Required work: As the answer, give exactly the lines of the records below from the one with "the white shirt" through the one with "the black picture", ends included and pictures left out.

(Point-per-instance localization data)
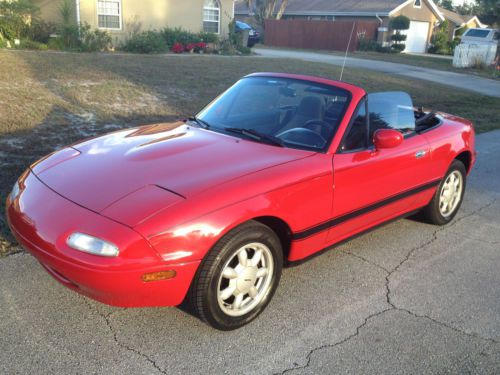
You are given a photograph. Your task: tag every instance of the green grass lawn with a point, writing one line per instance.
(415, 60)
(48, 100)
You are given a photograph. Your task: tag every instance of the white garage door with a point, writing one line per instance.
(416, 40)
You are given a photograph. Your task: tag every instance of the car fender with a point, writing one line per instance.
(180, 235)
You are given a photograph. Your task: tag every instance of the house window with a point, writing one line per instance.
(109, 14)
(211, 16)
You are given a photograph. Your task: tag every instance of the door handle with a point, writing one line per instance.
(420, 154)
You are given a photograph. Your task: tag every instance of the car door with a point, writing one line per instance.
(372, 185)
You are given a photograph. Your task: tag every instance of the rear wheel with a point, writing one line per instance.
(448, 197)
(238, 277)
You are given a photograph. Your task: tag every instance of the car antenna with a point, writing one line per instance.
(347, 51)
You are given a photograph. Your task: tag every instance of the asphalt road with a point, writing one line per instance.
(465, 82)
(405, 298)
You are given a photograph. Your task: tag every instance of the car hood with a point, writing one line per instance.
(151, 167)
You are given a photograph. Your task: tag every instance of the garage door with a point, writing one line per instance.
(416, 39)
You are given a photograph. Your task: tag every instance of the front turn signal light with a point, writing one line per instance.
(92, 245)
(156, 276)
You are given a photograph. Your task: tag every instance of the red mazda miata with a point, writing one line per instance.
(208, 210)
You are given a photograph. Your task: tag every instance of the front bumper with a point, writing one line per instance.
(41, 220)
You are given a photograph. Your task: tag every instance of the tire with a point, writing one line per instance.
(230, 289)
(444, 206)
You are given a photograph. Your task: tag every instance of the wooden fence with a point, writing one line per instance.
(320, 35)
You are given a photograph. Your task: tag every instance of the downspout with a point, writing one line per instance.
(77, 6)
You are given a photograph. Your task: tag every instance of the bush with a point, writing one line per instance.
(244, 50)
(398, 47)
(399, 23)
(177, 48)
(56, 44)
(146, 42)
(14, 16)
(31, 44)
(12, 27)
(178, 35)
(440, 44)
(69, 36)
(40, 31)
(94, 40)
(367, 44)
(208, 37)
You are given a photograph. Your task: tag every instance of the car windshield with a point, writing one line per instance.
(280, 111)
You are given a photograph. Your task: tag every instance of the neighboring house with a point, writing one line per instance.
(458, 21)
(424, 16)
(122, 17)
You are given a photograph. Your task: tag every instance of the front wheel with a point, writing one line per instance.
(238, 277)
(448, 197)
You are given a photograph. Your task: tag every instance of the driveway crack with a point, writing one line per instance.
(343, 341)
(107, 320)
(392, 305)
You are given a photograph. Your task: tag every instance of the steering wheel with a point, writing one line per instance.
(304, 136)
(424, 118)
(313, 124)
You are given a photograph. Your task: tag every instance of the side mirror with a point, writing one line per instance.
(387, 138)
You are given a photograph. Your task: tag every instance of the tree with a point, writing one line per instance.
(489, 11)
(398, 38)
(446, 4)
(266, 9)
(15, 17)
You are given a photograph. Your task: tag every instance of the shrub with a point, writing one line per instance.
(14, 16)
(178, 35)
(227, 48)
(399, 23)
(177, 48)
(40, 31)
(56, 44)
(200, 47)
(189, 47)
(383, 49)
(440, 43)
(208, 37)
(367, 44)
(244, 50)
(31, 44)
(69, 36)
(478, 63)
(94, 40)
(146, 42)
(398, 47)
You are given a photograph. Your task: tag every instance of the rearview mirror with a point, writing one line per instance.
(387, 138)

...

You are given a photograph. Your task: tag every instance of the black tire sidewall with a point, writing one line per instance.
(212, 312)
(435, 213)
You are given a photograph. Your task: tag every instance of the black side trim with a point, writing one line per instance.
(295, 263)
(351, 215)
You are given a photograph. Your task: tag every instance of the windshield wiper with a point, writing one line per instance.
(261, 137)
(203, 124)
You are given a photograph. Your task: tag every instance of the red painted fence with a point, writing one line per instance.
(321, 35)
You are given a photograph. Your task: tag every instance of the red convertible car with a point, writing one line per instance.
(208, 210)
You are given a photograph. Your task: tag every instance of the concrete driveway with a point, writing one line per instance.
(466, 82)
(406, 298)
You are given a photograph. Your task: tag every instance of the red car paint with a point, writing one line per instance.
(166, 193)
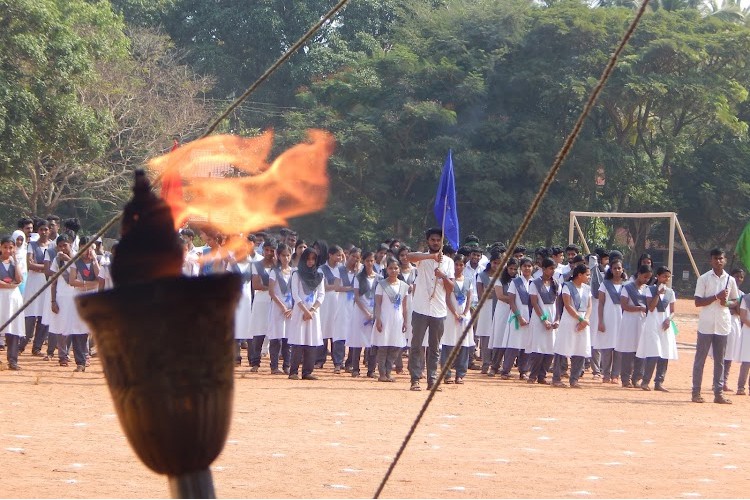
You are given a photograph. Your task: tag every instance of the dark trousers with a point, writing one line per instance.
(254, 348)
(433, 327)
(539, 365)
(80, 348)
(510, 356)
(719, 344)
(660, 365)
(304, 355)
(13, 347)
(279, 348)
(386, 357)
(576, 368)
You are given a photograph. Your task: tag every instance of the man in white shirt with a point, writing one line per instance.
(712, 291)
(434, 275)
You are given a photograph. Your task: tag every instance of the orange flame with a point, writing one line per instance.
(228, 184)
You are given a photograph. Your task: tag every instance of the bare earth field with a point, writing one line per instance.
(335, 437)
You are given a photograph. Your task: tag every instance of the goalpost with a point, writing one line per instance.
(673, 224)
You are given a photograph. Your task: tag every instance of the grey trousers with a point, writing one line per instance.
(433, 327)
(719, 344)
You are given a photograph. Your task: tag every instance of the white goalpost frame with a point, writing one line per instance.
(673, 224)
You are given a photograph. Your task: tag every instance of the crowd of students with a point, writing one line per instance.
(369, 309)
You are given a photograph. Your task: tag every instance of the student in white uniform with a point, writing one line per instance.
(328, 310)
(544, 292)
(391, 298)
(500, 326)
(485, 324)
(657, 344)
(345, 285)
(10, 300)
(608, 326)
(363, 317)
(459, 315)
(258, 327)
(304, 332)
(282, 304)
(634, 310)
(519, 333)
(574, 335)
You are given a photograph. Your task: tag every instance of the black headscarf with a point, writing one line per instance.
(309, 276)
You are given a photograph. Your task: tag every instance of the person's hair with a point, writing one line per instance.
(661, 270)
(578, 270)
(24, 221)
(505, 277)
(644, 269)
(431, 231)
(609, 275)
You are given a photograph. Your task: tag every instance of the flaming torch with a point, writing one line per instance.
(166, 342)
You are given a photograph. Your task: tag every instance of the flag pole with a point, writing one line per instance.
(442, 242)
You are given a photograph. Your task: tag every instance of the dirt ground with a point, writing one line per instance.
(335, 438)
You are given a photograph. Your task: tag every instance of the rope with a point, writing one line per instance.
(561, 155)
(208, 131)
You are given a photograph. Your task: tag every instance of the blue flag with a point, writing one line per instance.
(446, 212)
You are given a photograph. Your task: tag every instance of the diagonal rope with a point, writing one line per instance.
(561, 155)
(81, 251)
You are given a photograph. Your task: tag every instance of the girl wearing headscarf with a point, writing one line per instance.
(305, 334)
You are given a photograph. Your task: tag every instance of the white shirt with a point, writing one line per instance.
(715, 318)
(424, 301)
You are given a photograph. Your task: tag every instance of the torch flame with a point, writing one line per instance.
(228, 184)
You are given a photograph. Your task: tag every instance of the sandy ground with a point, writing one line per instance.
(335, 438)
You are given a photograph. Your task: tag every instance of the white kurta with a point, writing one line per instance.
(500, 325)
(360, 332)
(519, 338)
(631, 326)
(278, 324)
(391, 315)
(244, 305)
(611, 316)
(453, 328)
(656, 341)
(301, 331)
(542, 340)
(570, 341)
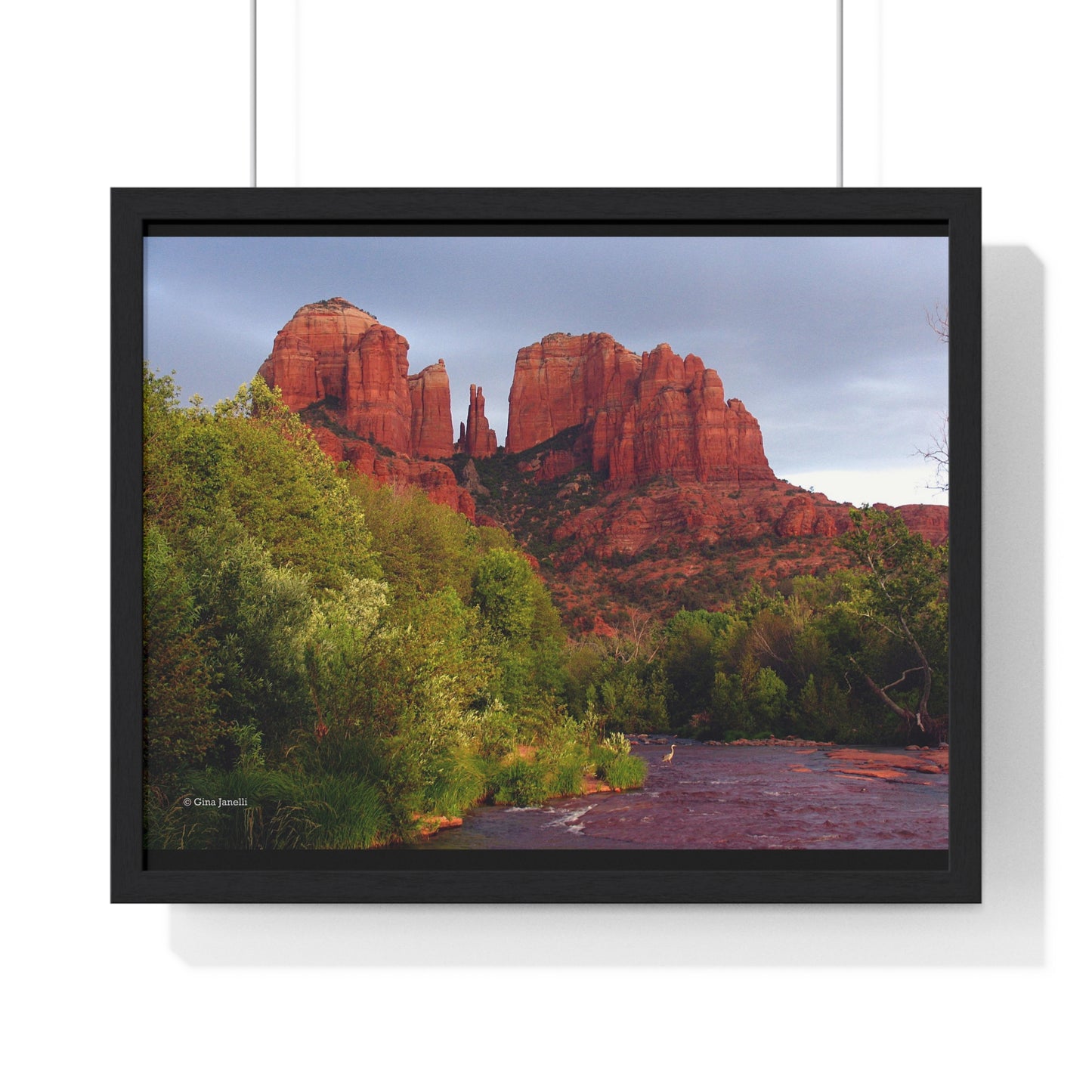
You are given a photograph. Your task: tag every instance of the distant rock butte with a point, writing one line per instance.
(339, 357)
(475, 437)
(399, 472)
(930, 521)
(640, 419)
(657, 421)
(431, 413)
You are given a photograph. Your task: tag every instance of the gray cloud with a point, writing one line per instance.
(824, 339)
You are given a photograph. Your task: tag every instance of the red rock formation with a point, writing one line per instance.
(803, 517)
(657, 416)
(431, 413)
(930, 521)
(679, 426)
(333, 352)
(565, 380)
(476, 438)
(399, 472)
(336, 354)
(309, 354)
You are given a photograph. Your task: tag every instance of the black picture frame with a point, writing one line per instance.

Solution for this exercise:
You are given a photograph. Your task: tag every instance of the white shirt with a point, writing one line per instance.
(715, 318)
(424, 301)
You are given a photograph. Your task: tag every instance of the torch flame with a point, writing one line per instance.
(228, 184)
You are given a photograph. Your task: tag every instance of the sandy ground with a point, writing one line per instance.
(335, 438)
You are given a photograph. Your task: tag every instance of the white kurta with a point, writing one line per instance.
(500, 325)
(360, 332)
(519, 338)
(631, 326)
(278, 324)
(391, 315)
(244, 305)
(611, 316)
(453, 328)
(656, 341)
(301, 331)
(542, 340)
(570, 341)
You are given a photograph. Your task: tag every instance of the distant rock butte with a point, writing one line per instance.
(339, 357)
(475, 437)
(399, 472)
(930, 521)
(640, 419)
(657, 421)
(431, 413)
You are given a photograph. Your task: tag every instance of the gray cloud with a point, writing one line per instance.
(824, 339)
You are given a photograph. Your task: tag every instance of the red rock formation with a point, writing one line per instance.
(803, 517)
(657, 416)
(431, 413)
(930, 521)
(679, 426)
(333, 352)
(565, 380)
(476, 438)
(399, 472)
(336, 354)
(309, 354)
You are given a photograph. Your task: tag every instance of the black picture frame with a point, writing one line per instance.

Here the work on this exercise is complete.